Text excerpt:
++++

7 Obnoxious Things People Say To You When You Start Losing Weight

This week will be my one-month mark on Weight Watchers (woo!), and it’s been a great experience so far. I’ve tried to be as open as possible about the process, because I think there’s a lot of stigma and weirdness when it comes to weight loss/calorie counting, and I think it should be a fun, celebratory thing that is positive and productive, instead of full of guilt and justification.

So far, I’ve lost about seven pounds (I eat about 1200-1300 calories a day, and get a “light” amount of exercise, mostly in the form of walking a few miles a day), and I’ve just started to get to the “occasional comments from other people” portion of the weight loss, which feels weirder than I thought it would. I’m about 12 pounds away from my goal, and I’m honestly starting to wonder what it will be like when I am considered a “skinny person” again, and I’m not sure that I’ll like it.

I’ve found that, in addition to the comments about “looking thin” or “having lost weight” not being the universally flattering thing I thought, people tend to say a lot of weird shit to you when you tell them you’re on a diet, or actively losing weight. And these are the seven weirdest I’ve noticed so far.

1. “Oh, come on, you can eat that. Who cares?”

Probably the biggest thing I’ve noticed, right off the bat, is that people are really weirded out when you decline food or order something perceived as “super healthy,” and it’s made me realize that I totally used to do this, too. It’s not that they’re outright trying to sabotage your efforts – or at least, I don’t think so – but rather that they feel implicated or judged somehow by your choice to eat a salad with dressing on the side. (And again, I totally used to feel this way, too.) As someone who is doing calorie counting (in the form of Weight Watchers), I am not restricting myself from eating anything, I just have to do it in controlled and balanced portions. Sometimes it’s going to be a french fry day, sometimes a salad day. And heaven forbid someone catch you on a salad day, cause you’re gonna hear a ton of passive-aggressive comments about it.

2. “Ugh, why do you want to lose weight?”

This is the weirdest thing!! And yet it’s so prevalent, and makes people who are trying to lose weight be weirdly secretive and shifty about that fact, and make it about everything BUT the weight loss to not appear shallow or judgmental. I started in the top of a “normal” BMI range – 5’6 and 151, for those who are curious – so that definitely compounds the “Why do you even care” factor, but my goal weight makes a BMI of 21, which is, to me, where my body naturally goes when I’m taking care of my nutrition and activity, and nowhere near underweight. I just want to feel at my physical best, and for me, that involved losing weight, because I knew I gained that extra 20 pounds through a sedentary lifestyle and too many calories. And yet, people make the idea of weight loss really caught up in vanity and judgment, when in reality, most people who are trying to lose weight couldn’t care LESS about anyone else’s body. Wanting to be slimmer is not a judgment call on anyone else’s body, it’s simply wanting to be more comfortable in your own. And yet it’s somehow seen as a really un-noble pursuit, or not body positive. My way of being positive about my body is treating it the way I should have over the last three years, and for me, that involves weight loss. But that’s just me!

3. “I could never count calories. It’s so [insert adjective that implies unhealthy obsession here].”

++++

What you will do:
1 - In the article about comments on losing weight, how many pounds has the writer lost so far?
2 - Quote the article about comments on losing weight word for word between "This week will" and "guilt and justification.", inclusive.

Raw data:
++++

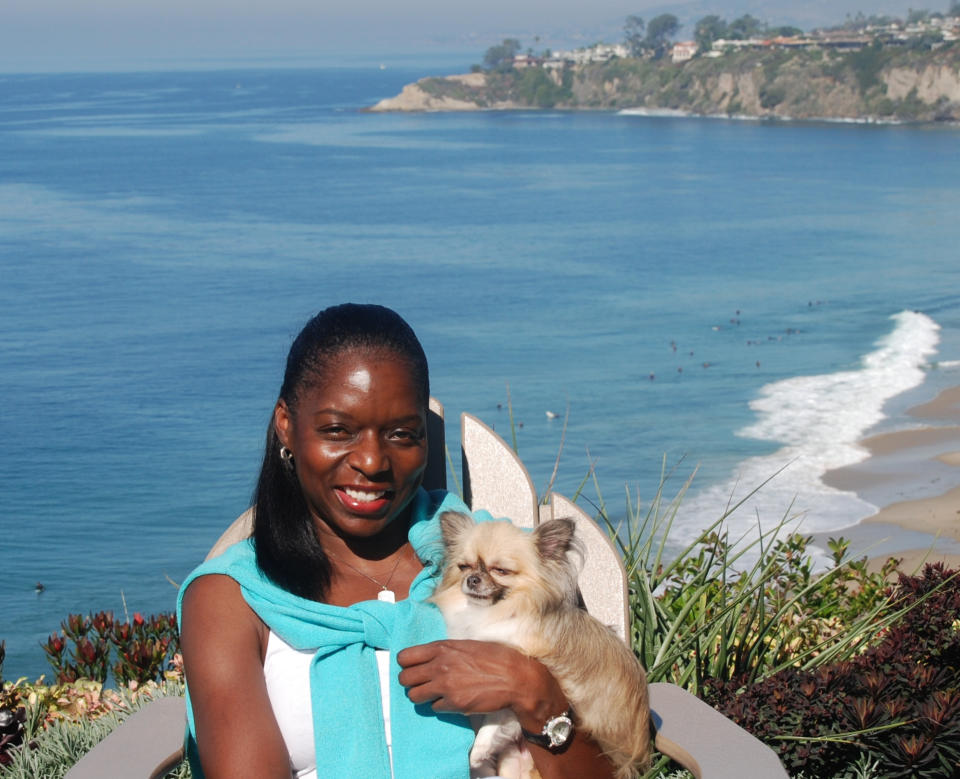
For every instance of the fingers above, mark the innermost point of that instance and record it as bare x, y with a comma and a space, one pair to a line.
471, 677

++++

Solutions:
1 - About seven pounds.

2 -
This week will be my one-month mark on Weight Watchers (woo!), and it’s been a great experience so far. I’ve tried to be as open as possible about the process, because I think there’s a lot of stigma and weirdness when it comes to weight loss/calorie counting, and I think it should be a fun, celebratory thing that is positive and productive, instead of full of guilt and justification.